#### Available records
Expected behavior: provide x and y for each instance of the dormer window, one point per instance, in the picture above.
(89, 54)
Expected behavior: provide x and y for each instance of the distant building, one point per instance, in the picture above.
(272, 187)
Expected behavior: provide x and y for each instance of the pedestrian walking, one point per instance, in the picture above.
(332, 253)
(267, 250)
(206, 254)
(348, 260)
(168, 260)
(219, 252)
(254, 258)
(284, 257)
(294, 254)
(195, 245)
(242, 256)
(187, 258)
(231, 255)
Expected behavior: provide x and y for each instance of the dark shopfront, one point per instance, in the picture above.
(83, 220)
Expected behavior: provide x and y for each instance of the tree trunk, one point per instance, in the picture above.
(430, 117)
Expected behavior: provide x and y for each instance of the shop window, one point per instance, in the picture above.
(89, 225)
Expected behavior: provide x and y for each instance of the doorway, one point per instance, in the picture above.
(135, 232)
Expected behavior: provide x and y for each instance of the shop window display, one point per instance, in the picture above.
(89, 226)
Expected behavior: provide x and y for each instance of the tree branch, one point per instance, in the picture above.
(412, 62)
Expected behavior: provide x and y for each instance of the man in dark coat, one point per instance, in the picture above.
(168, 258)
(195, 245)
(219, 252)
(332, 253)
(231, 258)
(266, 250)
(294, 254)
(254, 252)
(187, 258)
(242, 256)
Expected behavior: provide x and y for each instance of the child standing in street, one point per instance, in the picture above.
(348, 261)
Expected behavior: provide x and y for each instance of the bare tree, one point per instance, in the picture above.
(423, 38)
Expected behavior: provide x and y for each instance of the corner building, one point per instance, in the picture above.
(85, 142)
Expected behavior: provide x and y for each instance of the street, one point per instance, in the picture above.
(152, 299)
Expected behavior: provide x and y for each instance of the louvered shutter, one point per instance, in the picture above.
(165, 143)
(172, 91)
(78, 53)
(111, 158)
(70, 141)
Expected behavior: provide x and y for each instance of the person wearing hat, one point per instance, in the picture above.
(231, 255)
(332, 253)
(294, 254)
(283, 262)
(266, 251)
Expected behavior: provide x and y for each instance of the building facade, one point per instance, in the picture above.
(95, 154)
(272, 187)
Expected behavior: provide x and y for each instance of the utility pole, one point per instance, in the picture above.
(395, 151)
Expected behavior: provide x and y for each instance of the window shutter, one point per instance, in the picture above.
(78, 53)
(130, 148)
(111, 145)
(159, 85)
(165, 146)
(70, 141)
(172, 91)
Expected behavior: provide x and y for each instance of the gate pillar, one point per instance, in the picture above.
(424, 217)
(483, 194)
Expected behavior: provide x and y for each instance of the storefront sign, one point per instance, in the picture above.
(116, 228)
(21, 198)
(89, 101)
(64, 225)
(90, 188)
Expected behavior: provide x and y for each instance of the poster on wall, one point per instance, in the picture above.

#### Task item
All of the entries above must be quoted exactly.

#### Task answer
Expected behavior: provide x and y for each instance of the dormer window, one point per instance, in the picture above.
(89, 54)
Expected behavior: provide x and y for each instance of the distant building, one point per instance, in the picture above.
(272, 187)
Expected behavior: provide x and y for each instance of the pedestrian walking, one point per instance, in the picture above.
(332, 253)
(267, 250)
(206, 254)
(348, 260)
(168, 260)
(219, 252)
(254, 258)
(284, 257)
(294, 254)
(195, 245)
(242, 256)
(187, 258)
(231, 255)
Expected behavior: provide x and y for each instance of the dark shopfront, one point per instance, in the picture above.
(83, 220)
Expected behavior: provide x and y for each instance of the tree trunk, one point per instance, in the picture above.
(430, 117)
Expected behavior: provide x and y for each instance of the shop window, one point per instance, in the picture above.
(89, 225)
Expected behavior: provide x and y for each instance of the doorway, one point per instance, in the picture above.
(135, 232)
Expected behavior: provide x and y for each instance of the shop window display, one point per instance, in the picture above.
(89, 226)
Expected behavior: provide x and y for each instance of the tree branch, one point per instance, in the picture above.
(412, 62)
Expected behavior: provide x and y for each instance of the man in dark coat, one point per instance, in the picture above.
(168, 258)
(195, 245)
(219, 252)
(332, 253)
(231, 258)
(266, 250)
(294, 254)
(254, 252)
(187, 258)
(242, 256)
Expected behavior: provide x and y for each instance of the child standing in street, one point per instance, in the picture above.
(348, 261)
Expected behavior: provide x and y for each instance of the bare tree, one point per instance, in the picture above.
(423, 38)
Expected behavior: provide x and y for each instance of the corner building, one point per instance, in the picture above.
(85, 142)
Expected behavior: provide x and y for each instance of the street, one point per instance, in the picture above.
(152, 299)
Expected behavior: provide x and y for each instance of the louvered shutter, one point per instance, in the picture above.
(165, 143)
(172, 91)
(78, 53)
(111, 158)
(70, 141)
Expected behavior: provide x and y for each instance of the person wearing hat, one point per instance, in the picture above.
(231, 255)
(332, 253)
(294, 254)
(283, 262)
(266, 251)
Expected behavior: provide x and y for each instance of the building facade, one point per instance, in the picture above.
(95, 154)
(272, 187)
Expected behavior: provide x and y for each instance of the utility pole, one point per instance, in the picture above.
(395, 151)
Expected behavior: provide x and y for each instance of the window shutter, one point per instance, in the picture above.
(78, 53)
(130, 148)
(111, 145)
(159, 85)
(165, 146)
(70, 141)
(172, 91)
Expected behavior: provide x and y for each instance of the gate pillar, one point per instance, in the picture above.
(424, 217)
(483, 194)
Expected behavior: provide x and y for each instance of the storefront sign, one point per instance, in the picture above.
(116, 228)
(21, 198)
(89, 101)
(64, 225)
(90, 188)
Expected behavior: provide x and y for each instance of the poster on wall, one point per instance, in the picture above.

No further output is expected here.